# WORK TO BE COMPLETED
Update the records from their start through the line containing "box: [305, 121, 327, 139]", both ends included, by replacing "rough" with "coarse" and keeping everything else unchanged. Return only those lines, without the picture.

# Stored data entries

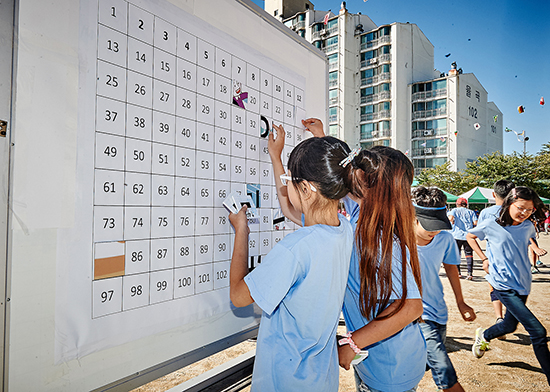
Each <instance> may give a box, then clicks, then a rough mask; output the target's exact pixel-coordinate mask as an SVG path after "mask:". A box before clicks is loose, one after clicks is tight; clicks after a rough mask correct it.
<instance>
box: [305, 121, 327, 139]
mask: <svg viewBox="0 0 550 392" xmlns="http://www.w3.org/2000/svg"><path fill="white" fill-rule="evenodd" d="M302 125H303V126H304V127H305V128H306V130H308V131H309V132H311V133H312V134H313V136H315V137H323V136H325V132H324V131H323V122H322V121H321V120H319V119H318V118H306V119H305V120H302Z"/></svg>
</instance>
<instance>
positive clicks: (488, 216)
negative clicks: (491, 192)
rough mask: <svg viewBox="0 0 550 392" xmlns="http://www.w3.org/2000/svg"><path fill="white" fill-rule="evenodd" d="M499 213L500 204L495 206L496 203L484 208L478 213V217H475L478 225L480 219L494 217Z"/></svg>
mask: <svg viewBox="0 0 550 392" xmlns="http://www.w3.org/2000/svg"><path fill="white" fill-rule="evenodd" d="M499 215H500V206H497V205H496V204H495V205H494V206H491V207H487V208H484V209H483V210H481V212H480V213H479V217H478V218H477V224H478V225H479V224H480V223H481V222H482V221H484V220H485V219H489V218H491V219H496V218H498V216H499Z"/></svg>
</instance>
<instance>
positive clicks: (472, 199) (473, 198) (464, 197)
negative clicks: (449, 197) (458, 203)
mask: <svg viewBox="0 0 550 392" xmlns="http://www.w3.org/2000/svg"><path fill="white" fill-rule="evenodd" d="M458 197H463V198H465V199H466V200H468V204H472V203H475V204H495V197H494V196H493V190H492V189H490V188H482V187H480V186H476V187H475V188H473V189H470V190H469V191H468V192H465V193H463V194H462V195H459V196H458Z"/></svg>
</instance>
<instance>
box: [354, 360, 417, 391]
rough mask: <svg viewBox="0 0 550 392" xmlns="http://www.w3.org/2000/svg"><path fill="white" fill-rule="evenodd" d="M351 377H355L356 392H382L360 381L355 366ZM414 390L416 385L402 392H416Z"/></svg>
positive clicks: (359, 378) (415, 388) (360, 380)
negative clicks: (352, 375) (369, 386)
mask: <svg viewBox="0 0 550 392" xmlns="http://www.w3.org/2000/svg"><path fill="white" fill-rule="evenodd" d="M353 375H354V376H355V389H356V391H357V392H383V391H381V390H379V389H374V388H372V387H369V386H368V385H367V384H365V383H364V382H363V380H361V377H359V374H357V370H355V366H353ZM416 388H418V385H417V386H416V387H413V388H411V389H407V390H406V391H403V392H416Z"/></svg>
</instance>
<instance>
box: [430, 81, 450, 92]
mask: <svg viewBox="0 0 550 392" xmlns="http://www.w3.org/2000/svg"><path fill="white" fill-rule="evenodd" d="M432 87H433V89H434V90H440V89H442V88H447V79H443V80H436V81H435V82H432Z"/></svg>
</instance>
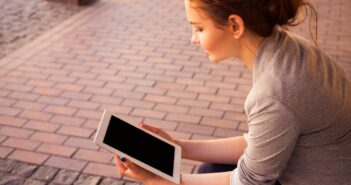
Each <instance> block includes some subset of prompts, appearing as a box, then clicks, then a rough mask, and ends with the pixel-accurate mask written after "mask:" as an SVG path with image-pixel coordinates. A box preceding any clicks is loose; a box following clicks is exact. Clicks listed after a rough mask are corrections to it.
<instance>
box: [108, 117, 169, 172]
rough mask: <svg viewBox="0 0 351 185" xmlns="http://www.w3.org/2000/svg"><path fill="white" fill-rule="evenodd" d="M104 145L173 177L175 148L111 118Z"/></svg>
mask: <svg viewBox="0 0 351 185" xmlns="http://www.w3.org/2000/svg"><path fill="white" fill-rule="evenodd" d="M104 143H105V144H107V145H109V146H111V147H113V148H115V149H118V150H119V151H121V152H123V153H125V154H128V155H130V156H132V157H134V158H135V159H138V160H139V161H142V162H144V163H146V164H148V165H149V166H152V167H154V168H156V169H158V170H160V171H162V172H164V173H166V174H168V175H170V176H173V160H174V150H175V148H174V146H172V145H170V144H168V143H165V142H163V141H161V140H159V139H157V138H155V137H154V136H152V135H150V134H148V133H145V132H143V131H142V130H139V129H137V128H135V127H133V126H132V125H129V124H128V123H125V122H124V121H123V120H120V119H118V118H116V117H114V116H112V117H111V120H110V123H109V125H108V128H107V131H106V136H105V138H104Z"/></svg>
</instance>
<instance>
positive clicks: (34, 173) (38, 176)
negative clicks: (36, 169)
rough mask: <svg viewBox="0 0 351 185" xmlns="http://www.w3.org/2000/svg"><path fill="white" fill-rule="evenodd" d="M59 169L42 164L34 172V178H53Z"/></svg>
mask: <svg viewBox="0 0 351 185" xmlns="http://www.w3.org/2000/svg"><path fill="white" fill-rule="evenodd" d="M58 171H59V170H58V169H57V168H53V167H49V166H41V167H39V169H38V170H37V171H36V172H35V173H34V174H33V176H32V178H34V179H39V180H43V181H46V182H48V181H50V180H52V179H53V178H54V177H55V175H56V174H57V172H58Z"/></svg>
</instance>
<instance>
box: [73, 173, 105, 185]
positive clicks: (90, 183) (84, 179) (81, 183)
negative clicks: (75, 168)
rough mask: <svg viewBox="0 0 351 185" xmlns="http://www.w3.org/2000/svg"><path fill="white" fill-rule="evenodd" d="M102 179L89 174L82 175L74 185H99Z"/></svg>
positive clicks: (99, 177) (77, 180)
mask: <svg viewBox="0 0 351 185" xmlns="http://www.w3.org/2000/svg"><path fill="white" fill-rule="evenodd" d="M100 179H101V177H99V176H92V175H87V174H81V175H80V176H79V178H78V179H77V180H76V181H75V182H74V185H97V184H98V183H99V181H100Z"/></svg>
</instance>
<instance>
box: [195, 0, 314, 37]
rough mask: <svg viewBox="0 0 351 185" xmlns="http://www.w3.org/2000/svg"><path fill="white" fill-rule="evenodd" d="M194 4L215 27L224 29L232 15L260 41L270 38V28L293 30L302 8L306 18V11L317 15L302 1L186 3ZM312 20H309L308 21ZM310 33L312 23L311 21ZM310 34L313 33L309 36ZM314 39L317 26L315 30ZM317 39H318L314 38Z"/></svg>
mask: <svg viewBox="0 0 351 185" xmlns="http://www.w3.org/2000/svg"><path fill="white" fill-rule="evenodd" d="M189 1H190V2H192V3H195V5H196V7H197V8H201V9H202V10H204V11H205V12H206V14H207V15H208V16H209V17H210V18H211V19H212V20H213V21H214V22H215V23H216V24H217V26H219V27H221V26H225V25H227V23H228V17H229V16H230V15H231V14H236V15H238V16H240V17H241V18H242V19H243V21H244V24H245V27H246V28H248V29H250V30H251V31H253V32H255V33H256V34H258V35H260V36H262V37H268V36H270V35H271V34H272V32H273V28H274V27H275V26H276V25H280V26H282V27H283V28H286V26H296V25H298V24H299V23H301V22H302V21H303V20H304V19H303V20H302V21H299V22H297V21H298V20H297V19H298V18H297V15H298V12H299V10H300V9H301V7H304V8H305V13H306V15H305V18H306V16H307V13H308V8H309V9H310V11H311V12H312V16H315V20H316V22H317V13H316V11H315V9H314V7H313V6H312V4H311V3H309V2H307V1H305V0H189ZM311 19H312V17H311ZM310 30H311V21H310ZM311 33H312V32H311ZM315 34H316V37H317V26H316V33H315ZM315 39H317V38H315Z"/></svg>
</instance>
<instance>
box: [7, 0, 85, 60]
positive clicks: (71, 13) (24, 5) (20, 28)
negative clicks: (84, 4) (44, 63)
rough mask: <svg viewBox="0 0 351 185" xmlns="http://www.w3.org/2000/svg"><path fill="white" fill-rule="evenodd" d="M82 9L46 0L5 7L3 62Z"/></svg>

# OUTPUT OF THE EXERCISE
Each <instance> may give a box, then clicks, then a coarse mask; output the target's exact pixel-coordinate mask as an SVG path after "mask:". A box before clicks is loose, one after clicks is tight; clicks after a coarse mask correct it.
<instance>
box: [305, 121, 327, 139]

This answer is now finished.